> [REQUIRED WORK]
A – Return the portion of the passage on new pandemic case figures starting with "The latest figures" and going on through "past 24 hours.", word for word.
B – Decide whether each statement below agrees with the passage on new pandemic case figures in the United States and Hungary. Answer yes or no for each and quote the words that decide it.
(i) The United States recorded 101,461 new cases in a single day.
(ii) Hungary has a population of 9.65 million people.
(iii) The United States has a higher number of new cases per million people than Hungary.
C – Using the passage on new pandemic case figures, answer these questions.
(i) Who predicted that the daily number of new cases would reach 100,000?
(ii) How many infections did Hungary produce in the past 24 hours?
(iii) How many new cases per million people does the United States figure amount to?

> [TEXT BLOCK]
-------
The latest figures from the United States are scarier than ever. It appears Dr. Fauci was right when he predicted that the daily number of new cases will reach 100,000; according to the World-o-meter data that I’ve been following, there have been 101,461 new cases in the US today.
Does this mean that the United States officially qualifies as a “shithole country” with regards to how it manages the pandemic?
Not so fast.
Per capita, these figures mean 306 new cases per million people in the past 24 hours.
But look. Here’s my country of birth, Hungary. They were doing well until they weren’t. In the past 24 hours, they produced 3,286 infections. For a country with only 9.65 million people, that’s a lot. So much, in fact, that at 340 cases per million people, they are actually ahead of the United States. (What a relief: America is not number one.)
-------
> [RECORD EXTRACTS]

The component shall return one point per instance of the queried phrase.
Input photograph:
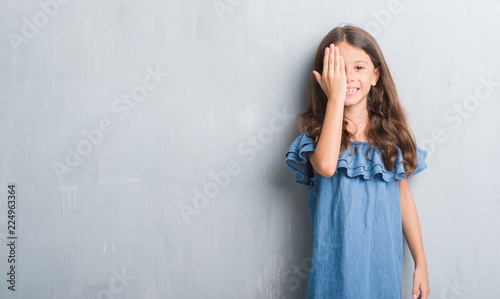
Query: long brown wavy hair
(387, 127)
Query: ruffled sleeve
(359, 165)
(421, 156)
(296, 158)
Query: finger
(342, 67)
(325, 61)
(337, 60)
(331, 60)
(317, 76)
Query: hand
(333, 81)
(420, 282)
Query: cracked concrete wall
(144, 143)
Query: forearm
(326, 154)
(412, 233)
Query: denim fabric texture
(356, 222)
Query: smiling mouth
(352, 91)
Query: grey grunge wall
(142, 143)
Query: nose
(349, 76)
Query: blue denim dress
(356, 222)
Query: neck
(357, 119)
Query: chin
(353, 101)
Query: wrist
(421, 264)
(336, 99)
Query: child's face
(360, 74)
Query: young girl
(356, 152)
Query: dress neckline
(354, 141)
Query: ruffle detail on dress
(296, 158)
(359, 165)
(355, 165)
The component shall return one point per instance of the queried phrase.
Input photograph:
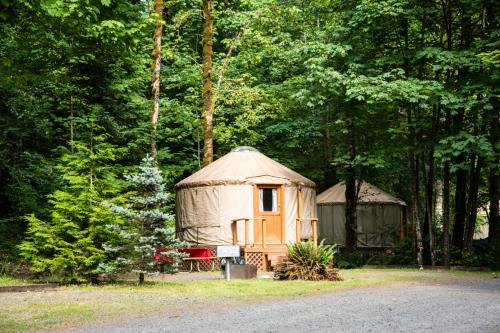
-------
> [EXPECTED RESPONSES]
A –
The latest figures from the United States are scarier than ever. It appears Dr. Fauci was right when he predicted that the daily number of new cases will reach 100,000; according to the World-o-meter data that I’ve been following, there have been 101,461 new cases in the US today.
Does this mean that the United States officially qualifies as a “shithole country” with regards to how it manages the pandemic?
Not so fast.
Per capita, these figures mean 306 new cases per million people in the past 24 hours.

B –
(i) Yes: "there have been 101,461 new cases in the US today"
(ii) Yes: "For a country with only 9.65 million people"
(iii) No: "at 340 cases per million people, they are actually ahead of the United States"

C –
(i) Dr. Fauci
(ii) 3,286
(iii) 306